WORK REQUIRED: Substitute "magazine" for "journal" in the text on plural nouns and identity, and write out the passage from "Friday, 14 October" up to and including "by the term 'autistics'.".

Friday, 14 October 2011

Plural nouns and identity

Recently, there was an interesting Twitter conversation about the use of the term 'autistics'.  I have to admit complete ignorance prior to this discussion, in not realising that for many people with autism this is the term of choice.  As co-editor of a journal that insists on person-1st language (e.g., people with autism), I was genuinely shocked that in trying to ensure no one is offended by terminology, we may have managed to do just that by appearing to 'avoid' the term 'autistic' as if it was a taboo.  And I wholeheartedly apologise if anyone has been upset by that - in the UK at least, 'people with autism' is the not only 'recommended' terminology, but is also advocated by many parents who are offended by the term 'autistics'.

SUPPLIED INFORMATION:

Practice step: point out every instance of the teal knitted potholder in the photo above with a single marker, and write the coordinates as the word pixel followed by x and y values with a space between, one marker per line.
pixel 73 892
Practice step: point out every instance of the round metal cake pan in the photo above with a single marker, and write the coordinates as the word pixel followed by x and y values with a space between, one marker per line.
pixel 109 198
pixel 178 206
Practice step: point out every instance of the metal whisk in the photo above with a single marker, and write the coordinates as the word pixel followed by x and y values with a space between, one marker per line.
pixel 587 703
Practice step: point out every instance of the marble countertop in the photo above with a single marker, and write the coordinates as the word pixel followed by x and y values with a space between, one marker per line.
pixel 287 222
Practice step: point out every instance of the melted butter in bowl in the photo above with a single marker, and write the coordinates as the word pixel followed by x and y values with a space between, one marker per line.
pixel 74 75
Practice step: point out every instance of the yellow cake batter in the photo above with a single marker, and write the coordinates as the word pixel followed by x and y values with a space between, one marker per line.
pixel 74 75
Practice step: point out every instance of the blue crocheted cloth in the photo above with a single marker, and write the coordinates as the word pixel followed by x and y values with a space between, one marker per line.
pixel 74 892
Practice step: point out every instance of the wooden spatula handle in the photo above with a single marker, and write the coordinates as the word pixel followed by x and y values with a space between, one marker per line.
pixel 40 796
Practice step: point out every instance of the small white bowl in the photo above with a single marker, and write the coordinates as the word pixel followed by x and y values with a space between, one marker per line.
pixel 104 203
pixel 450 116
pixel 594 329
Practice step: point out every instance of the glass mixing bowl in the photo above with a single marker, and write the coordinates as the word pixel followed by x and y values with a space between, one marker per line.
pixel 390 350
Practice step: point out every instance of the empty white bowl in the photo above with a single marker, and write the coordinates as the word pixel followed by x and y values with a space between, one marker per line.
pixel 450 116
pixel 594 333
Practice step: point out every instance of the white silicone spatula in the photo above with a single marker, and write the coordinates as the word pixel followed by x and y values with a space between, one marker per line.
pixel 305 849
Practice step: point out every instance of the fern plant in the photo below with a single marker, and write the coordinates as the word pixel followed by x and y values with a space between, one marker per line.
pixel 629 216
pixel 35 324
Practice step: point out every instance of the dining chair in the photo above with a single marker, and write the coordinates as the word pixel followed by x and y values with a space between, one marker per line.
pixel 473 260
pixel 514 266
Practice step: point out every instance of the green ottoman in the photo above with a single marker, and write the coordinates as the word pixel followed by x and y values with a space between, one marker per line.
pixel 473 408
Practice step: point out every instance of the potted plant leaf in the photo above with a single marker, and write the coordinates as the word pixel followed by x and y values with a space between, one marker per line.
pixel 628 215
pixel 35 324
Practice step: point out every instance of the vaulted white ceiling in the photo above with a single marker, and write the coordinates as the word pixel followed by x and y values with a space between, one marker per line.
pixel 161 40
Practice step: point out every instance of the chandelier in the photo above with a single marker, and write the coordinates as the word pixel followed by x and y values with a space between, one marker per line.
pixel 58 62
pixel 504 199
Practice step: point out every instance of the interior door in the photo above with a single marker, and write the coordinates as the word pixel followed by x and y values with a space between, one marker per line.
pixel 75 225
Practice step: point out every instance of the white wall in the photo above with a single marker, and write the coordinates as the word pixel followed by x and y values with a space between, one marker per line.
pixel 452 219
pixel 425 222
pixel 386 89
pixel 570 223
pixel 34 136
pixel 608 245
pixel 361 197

EXPECTED OUTPUT:
Friday, 14 October 2011

Plural nouns and identity

Recently, there was an interesting Twitter conversation about the use of the term 'autistics'.  I have to admit complete ignorance prior to this discussion, in not realising that for many people with autism this is the term of choice.  As co-editor of a magazine that insists on person-1st language (e.g., people with autism), I was genuinely shocked that in trying to ensure no one is offended by terminology, we may have managed to do just that by appearing to 'avoid' the term 'autistic' as if it was a taboo.  And I wholeheartedly apologise if anyone has been upset by that - in the UK at least, 'people with autism' is the not only 'recommended' terminology, but is also advocated by many parents who are offended by the term 'autistics'.